### EXTRACT TO READ ###

NORD is proud to share this patient story in recognition of Rare Cancer Day 2023. Learn about Rare Cancer Day here.
My name is Jennifer and I am from Holly Springs, North Carolina. I was diagnosed with choroidal melanoma, a rare type of eye cancer, in 2022. I’ve worn contacts for the last 22 years, getting routine eye exams yearly to keep my prescription up to date. In 2022, I went in to renew my prescription just like any other visit, planning to splurge and pick out new frames as well, since it had been a while and it is nice to treat yourself from time to time. However, at this appointment, my optometrist found a lesion on the top of my right eye that wasn’t present in previous imagery. They immediately made an appointment for me at the Duke Eye Center, where it was confirmed later that day that I had choroidal melanoma with localized detachment.
Just like that, at 36 years old, I had cancer and was at risk of not only losing my sight, but also further metastasis. There were no signs or symptoms, so had it not been for my optometrist encouraging comprehensive exams, I would have never known. Now, seven months later, I have completed my treatments and am on a path to healing that otherwise wouldn’t have been possible!
Diagnostic access means having the ability and financial security to get the tests and treatments you need, when you need them. This is especially important for people with rare cancers, as doctors and other healthcare providers may not be as familiar with them.

### RECORDED INFORMATION ###

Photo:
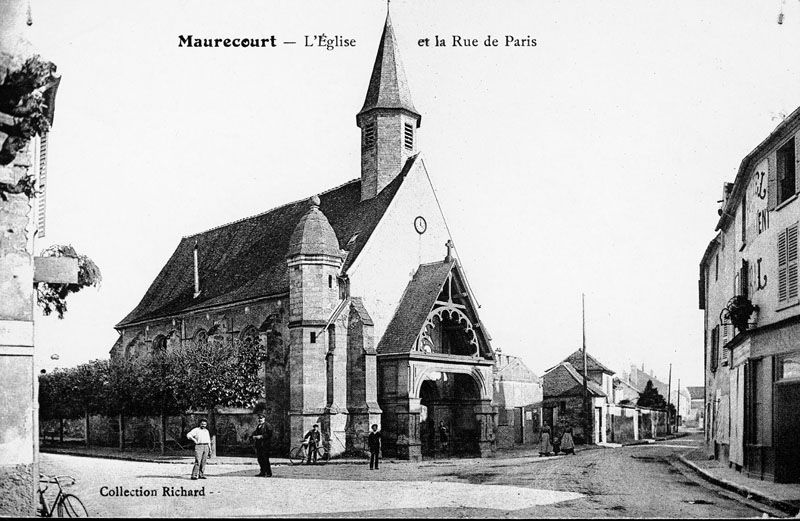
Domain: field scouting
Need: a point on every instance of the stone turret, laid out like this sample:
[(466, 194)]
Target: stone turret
[(314, 260)]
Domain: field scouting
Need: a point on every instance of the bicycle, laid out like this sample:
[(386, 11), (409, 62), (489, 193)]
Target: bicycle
[(64, 505), (299, 454)]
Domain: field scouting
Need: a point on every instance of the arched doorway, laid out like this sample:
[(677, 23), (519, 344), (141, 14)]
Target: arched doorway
[(448, 422)]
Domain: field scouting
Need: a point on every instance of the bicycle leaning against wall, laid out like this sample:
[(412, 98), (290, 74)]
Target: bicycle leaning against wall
[(64, 505)]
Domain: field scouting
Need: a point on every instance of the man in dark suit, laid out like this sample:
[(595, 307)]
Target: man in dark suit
[(374, 442), (263, 439), (313, 438)]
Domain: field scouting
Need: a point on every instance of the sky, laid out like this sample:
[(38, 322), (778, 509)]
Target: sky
[(589, 164)]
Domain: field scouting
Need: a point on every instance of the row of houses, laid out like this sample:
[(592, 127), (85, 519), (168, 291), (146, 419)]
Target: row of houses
[(748, 291), (612, 414)]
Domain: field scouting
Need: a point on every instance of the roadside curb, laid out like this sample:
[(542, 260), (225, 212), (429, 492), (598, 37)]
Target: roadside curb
[(741, 490)]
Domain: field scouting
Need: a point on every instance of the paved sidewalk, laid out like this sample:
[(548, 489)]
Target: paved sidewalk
[(781, 496), (184, 457), (172, 456)]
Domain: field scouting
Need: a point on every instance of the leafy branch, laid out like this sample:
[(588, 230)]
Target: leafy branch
[(52, 296), (26, 185), (24, 110)]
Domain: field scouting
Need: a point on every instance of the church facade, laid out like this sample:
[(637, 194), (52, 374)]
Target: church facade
[(366, 313)]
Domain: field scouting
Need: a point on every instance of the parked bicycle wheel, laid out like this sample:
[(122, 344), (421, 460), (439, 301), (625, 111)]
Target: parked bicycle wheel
[(297, 455), (71, 506)]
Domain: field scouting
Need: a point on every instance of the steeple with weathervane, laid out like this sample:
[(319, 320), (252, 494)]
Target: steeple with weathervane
[(388, 119)]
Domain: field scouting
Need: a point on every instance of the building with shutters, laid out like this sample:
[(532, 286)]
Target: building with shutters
[(563, 396), (356, 292), (752, 355)]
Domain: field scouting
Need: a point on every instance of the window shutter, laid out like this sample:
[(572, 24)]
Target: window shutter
[(782, 265), (791, 262), (713, 356), (772, 183), (41, 185), (743, 279)]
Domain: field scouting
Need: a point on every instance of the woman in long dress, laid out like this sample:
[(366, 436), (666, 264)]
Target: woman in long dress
[(567, 444), (545, 446)]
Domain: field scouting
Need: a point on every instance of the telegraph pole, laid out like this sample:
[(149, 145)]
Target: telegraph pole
[(587, 412), (669, 393)]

###

WHAT YOU WILL DO :: Reproduce the stretch of the patient story from "My name is Jennifer" through "with localized detachment.", changing "contacts" to "glasses". The items are separate material and have no connection to the patient story.

WRITTEN ANSWER ::
My name is Jennifer and I am from Holly Springs, North Carolina. I was diagnosed with choroidal melanoma, a rare type of eye cancer, in 2022. I’ve worn glasses for the last 22 years, getting routine eye exams yearly to keep my prescription up to date. In 2022, I went in to renew my prescription just like any other visit, planning to splurge and pick out new frames as well, since it had been a while and it is nice to treat yourself from time to time. However, at this appointment, my optometrist found a lesion on the top of my right eye that wasn’t present in previous imagery. They immediately made an appointment for me at the Duke Eye Center, where it was confirmed later that day that I had choroidal melanoma with localized detachment.